Filter the records below, keeping only lines with the string "correct".

> _Data in this exercise_
━━━
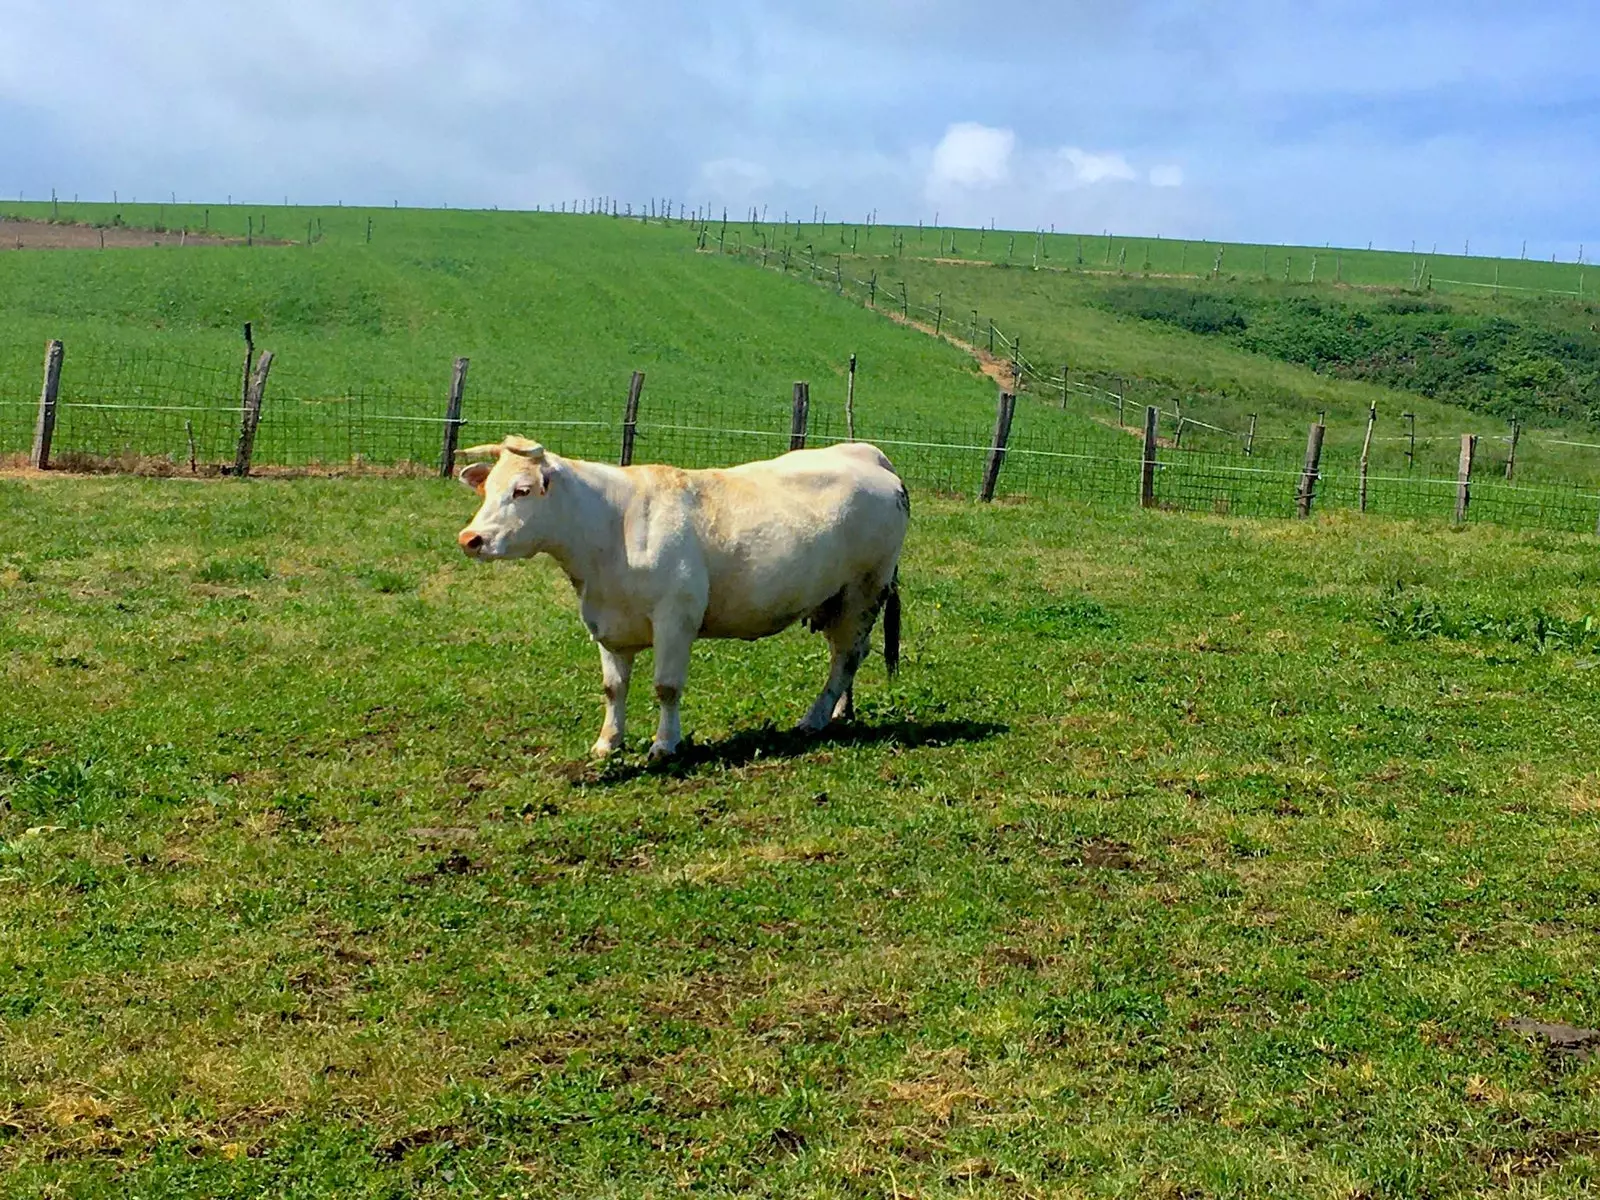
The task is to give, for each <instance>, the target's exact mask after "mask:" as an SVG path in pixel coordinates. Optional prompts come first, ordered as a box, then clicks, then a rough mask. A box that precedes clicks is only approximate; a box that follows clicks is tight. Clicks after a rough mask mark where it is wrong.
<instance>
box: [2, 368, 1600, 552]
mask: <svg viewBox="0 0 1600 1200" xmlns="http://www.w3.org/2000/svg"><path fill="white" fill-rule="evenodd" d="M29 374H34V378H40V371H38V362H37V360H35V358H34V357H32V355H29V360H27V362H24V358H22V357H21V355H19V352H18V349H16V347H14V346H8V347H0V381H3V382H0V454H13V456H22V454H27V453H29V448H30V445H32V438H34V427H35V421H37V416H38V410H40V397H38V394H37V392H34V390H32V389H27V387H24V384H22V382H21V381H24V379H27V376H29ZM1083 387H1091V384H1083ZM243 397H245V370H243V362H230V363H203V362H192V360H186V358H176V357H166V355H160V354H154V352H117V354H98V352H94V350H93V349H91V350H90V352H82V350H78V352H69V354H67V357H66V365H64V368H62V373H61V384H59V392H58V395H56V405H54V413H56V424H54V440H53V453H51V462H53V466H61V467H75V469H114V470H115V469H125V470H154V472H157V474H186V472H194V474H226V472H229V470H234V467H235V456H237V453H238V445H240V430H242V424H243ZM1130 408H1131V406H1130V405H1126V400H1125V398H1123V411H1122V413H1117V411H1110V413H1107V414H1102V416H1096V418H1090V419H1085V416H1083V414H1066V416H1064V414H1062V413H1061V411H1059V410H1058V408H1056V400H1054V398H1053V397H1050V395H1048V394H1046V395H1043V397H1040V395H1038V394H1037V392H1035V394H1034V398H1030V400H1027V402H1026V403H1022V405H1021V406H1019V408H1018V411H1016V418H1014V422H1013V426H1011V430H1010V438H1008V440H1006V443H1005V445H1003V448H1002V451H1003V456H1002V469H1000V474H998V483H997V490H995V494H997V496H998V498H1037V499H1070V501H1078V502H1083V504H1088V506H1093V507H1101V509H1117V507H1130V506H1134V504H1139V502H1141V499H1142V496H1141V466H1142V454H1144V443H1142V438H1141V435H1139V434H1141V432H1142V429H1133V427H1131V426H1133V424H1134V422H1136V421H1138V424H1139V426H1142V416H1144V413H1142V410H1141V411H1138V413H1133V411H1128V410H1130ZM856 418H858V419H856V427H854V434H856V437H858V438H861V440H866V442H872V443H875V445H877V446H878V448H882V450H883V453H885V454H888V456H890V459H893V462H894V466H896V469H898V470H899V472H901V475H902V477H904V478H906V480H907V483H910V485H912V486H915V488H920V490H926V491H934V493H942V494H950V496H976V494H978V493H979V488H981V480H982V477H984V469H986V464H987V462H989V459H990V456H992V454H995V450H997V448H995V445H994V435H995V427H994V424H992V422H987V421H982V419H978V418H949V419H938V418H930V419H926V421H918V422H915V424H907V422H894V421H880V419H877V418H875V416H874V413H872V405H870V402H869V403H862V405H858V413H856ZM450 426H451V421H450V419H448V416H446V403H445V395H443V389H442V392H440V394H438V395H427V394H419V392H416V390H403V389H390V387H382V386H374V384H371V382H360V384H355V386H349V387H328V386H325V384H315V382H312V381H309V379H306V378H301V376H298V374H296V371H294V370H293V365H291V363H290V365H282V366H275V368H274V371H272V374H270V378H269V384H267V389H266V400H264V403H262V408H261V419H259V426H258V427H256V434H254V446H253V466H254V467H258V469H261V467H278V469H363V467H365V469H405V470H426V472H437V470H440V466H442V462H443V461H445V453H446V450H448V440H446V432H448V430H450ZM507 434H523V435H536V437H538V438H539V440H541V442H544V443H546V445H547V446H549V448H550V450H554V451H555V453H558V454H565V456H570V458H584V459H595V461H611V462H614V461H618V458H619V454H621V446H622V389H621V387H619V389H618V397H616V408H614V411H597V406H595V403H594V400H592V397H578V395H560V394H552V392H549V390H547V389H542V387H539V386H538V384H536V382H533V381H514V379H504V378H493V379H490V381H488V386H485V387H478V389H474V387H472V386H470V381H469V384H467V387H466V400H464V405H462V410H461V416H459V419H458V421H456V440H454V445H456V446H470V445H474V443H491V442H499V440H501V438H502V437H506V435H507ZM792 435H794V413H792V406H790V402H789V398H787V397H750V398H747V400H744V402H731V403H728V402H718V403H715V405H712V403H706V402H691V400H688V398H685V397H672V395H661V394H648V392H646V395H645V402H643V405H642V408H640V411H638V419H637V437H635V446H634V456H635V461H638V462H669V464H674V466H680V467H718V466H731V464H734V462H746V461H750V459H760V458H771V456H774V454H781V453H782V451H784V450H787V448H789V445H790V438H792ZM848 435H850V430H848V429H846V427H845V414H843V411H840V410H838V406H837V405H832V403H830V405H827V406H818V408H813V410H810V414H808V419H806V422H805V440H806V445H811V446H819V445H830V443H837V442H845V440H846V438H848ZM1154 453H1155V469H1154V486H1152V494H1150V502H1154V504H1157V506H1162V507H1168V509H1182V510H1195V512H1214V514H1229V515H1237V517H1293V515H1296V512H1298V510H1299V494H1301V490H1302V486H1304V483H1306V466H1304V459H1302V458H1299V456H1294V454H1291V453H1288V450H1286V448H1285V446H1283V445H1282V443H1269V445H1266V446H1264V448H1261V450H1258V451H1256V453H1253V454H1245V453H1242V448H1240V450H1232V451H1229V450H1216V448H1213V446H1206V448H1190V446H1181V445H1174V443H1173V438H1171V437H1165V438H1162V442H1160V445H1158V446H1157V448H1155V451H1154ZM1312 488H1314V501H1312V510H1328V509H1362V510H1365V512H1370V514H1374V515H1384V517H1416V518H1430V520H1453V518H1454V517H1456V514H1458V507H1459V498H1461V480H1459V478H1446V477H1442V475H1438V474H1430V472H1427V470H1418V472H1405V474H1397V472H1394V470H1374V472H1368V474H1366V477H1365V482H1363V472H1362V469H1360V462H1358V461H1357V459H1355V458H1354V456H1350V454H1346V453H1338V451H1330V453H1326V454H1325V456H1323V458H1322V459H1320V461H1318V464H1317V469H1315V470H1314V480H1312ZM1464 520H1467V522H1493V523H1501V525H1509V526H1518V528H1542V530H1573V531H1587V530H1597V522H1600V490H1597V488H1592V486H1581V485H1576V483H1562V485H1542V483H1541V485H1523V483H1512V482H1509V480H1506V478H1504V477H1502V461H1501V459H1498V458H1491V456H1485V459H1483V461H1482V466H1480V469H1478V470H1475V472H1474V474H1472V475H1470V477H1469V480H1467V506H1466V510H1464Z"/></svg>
━━━
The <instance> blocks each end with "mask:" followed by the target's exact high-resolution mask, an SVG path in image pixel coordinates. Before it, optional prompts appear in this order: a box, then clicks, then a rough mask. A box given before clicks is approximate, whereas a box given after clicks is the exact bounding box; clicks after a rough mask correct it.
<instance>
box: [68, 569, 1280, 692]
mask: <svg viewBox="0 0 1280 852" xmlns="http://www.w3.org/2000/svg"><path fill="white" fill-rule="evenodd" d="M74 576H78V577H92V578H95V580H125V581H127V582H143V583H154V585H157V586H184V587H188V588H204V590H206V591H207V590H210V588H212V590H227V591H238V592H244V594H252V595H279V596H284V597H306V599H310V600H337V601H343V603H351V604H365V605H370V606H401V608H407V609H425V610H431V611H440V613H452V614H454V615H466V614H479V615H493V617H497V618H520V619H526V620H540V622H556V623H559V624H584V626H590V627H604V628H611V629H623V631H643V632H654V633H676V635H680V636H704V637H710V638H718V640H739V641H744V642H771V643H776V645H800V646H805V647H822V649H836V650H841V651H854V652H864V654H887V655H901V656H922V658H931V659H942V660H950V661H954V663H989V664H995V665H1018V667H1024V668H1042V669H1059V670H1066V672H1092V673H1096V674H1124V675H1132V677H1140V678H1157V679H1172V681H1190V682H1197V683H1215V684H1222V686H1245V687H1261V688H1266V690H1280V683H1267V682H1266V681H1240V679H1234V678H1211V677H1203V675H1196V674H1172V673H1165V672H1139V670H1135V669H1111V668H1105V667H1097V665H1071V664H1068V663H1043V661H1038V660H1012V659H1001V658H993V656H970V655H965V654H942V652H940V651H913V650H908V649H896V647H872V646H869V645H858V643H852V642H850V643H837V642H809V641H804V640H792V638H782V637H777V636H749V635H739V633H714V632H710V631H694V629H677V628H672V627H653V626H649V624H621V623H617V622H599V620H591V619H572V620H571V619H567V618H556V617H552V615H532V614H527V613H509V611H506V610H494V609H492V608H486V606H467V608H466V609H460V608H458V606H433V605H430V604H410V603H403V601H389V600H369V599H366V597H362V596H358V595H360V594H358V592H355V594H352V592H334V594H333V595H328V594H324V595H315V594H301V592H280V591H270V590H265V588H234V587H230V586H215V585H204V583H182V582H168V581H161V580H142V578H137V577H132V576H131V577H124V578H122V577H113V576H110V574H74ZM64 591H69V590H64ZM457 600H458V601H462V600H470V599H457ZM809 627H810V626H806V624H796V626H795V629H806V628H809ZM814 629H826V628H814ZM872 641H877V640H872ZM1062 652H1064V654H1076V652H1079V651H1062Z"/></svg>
━━━
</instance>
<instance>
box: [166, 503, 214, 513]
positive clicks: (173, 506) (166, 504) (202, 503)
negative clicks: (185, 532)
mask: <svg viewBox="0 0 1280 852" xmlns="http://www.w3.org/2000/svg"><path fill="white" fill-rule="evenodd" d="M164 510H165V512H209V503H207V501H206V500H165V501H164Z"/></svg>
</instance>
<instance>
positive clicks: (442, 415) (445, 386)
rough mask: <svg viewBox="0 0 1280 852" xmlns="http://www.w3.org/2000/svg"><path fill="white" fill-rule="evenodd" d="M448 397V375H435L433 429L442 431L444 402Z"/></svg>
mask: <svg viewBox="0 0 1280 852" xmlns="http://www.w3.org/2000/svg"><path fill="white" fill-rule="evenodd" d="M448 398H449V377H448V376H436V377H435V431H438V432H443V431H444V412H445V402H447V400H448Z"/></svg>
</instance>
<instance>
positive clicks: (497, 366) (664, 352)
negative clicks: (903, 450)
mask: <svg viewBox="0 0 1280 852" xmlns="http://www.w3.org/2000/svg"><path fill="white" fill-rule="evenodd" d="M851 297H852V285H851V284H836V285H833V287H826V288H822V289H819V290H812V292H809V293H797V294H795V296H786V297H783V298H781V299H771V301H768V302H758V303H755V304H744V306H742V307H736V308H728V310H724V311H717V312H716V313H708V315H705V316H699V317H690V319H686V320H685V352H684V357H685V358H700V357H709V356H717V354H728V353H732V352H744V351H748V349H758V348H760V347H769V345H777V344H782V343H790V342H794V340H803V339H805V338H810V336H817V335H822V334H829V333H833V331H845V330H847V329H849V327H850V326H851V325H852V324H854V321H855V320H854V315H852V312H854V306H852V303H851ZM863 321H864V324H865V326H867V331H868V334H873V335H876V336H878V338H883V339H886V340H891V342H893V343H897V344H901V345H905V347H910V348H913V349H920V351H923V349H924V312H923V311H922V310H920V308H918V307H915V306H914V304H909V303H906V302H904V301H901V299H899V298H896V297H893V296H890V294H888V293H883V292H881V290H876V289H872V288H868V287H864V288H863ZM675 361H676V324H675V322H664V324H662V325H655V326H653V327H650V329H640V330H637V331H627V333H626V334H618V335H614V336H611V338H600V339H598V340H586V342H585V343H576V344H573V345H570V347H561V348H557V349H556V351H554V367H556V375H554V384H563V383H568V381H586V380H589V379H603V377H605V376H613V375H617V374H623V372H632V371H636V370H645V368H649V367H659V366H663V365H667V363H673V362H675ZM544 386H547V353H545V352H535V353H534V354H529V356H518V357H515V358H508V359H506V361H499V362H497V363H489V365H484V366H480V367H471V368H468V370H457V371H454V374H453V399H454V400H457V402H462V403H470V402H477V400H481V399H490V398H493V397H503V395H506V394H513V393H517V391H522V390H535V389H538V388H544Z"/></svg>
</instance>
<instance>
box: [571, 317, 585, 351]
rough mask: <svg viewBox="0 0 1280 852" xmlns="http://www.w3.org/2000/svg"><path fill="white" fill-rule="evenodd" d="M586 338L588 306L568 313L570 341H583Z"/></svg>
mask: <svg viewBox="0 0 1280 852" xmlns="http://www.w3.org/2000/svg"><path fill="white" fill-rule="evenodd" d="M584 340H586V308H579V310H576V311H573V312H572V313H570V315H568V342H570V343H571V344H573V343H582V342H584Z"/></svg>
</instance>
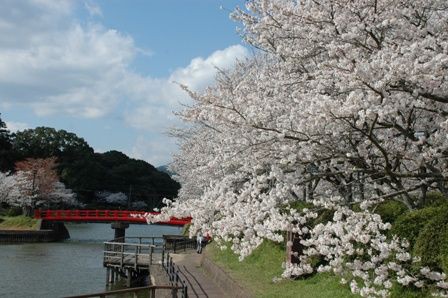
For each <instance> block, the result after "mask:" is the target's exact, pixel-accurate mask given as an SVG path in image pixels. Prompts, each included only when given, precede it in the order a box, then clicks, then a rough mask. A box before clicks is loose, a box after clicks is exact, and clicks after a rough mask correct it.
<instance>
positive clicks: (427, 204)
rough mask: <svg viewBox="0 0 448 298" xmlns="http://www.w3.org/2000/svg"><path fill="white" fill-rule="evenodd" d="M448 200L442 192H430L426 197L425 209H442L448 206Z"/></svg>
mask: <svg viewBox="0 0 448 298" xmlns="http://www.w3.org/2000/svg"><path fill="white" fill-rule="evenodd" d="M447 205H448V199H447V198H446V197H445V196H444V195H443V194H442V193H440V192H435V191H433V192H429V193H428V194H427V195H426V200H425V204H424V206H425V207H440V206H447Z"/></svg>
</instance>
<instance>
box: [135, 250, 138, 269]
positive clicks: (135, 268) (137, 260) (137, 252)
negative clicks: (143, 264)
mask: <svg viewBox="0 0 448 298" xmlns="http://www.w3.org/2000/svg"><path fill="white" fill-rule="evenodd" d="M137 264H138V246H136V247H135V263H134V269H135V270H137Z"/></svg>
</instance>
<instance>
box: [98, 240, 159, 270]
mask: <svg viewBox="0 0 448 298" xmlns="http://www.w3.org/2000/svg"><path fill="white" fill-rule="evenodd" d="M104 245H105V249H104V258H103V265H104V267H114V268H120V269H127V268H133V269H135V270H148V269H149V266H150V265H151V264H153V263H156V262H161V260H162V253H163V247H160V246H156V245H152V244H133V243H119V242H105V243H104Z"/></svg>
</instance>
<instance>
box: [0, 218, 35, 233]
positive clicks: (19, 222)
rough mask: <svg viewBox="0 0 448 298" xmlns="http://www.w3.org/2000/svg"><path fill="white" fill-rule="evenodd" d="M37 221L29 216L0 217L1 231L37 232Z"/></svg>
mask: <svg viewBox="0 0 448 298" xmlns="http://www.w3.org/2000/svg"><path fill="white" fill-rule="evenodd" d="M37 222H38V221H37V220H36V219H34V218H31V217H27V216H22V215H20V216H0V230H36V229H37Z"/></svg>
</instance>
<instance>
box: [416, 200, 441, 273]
━━━
> _Answer to the problem_
The <instance> blocks each end with "mask:" followed by the target's exact high-resolution mask, an SVG path in image pixel coordinates. Before it, optional prompts appear in this order: a box, then clicks, then a rough mask. A box given before clicks is approximate, whereas a box given after clicks is the exact bounding box; clicks after a rough mask correct it.
For each <instance> block, the result after "mask:" is the target's exact, pixel-accurate mask given as an SVG path in image pixels. Prompts, each included only when given, precede it in the order a box, then clicks, then a rough mask. A box before clicks is loose, a box after clicks is exact, and clicks after a rough mask correct it.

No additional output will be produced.